» **Assignment**
Make an exact copy of all the records.

Provided data START

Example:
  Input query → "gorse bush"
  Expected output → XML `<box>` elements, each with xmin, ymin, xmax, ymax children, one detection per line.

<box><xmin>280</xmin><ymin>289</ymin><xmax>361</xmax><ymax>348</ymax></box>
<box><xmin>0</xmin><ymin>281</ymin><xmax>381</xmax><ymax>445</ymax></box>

Provided data END

» **Exercise response**
Example:
  Input query → "gorse bush"
  Expected output → XML `<box>` elements, each with xmin, ymin, xmax, ymax children, one detection per line.

<box><xmin>280</xmin><ymin>289</ymin><xmax>361</xmax><ymax>348</ymax></box>
<box><xmin>0</xmin><ymin>281</ymin><xmax>381</xmax><ymax>445</ymax></box>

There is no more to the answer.